#### [TASK PROMPT]
Say only the number of lines in the entries below that contain "lemon".

#### [DATA TO USE]
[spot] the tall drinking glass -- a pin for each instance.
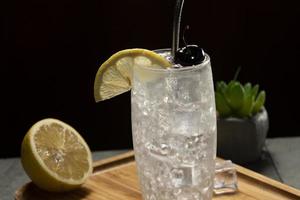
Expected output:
(174, 130)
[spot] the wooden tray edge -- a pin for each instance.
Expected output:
(128, 157)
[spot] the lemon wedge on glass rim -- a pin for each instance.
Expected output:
(114, 76)
(55, 156)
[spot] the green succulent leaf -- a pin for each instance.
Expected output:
(248, 89)
(235, 95)
(221, 87)
(246, 109)
(255, 90)
(259, 102)
(222, 106)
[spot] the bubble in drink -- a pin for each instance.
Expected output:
(174, 131)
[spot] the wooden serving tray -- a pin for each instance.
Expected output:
(115, 179)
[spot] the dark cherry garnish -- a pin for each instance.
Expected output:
(189, 55)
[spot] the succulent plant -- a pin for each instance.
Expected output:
(237, 100)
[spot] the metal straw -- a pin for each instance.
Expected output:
(176, 26)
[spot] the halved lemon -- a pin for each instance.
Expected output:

#### [YOUR RESPONSE]
2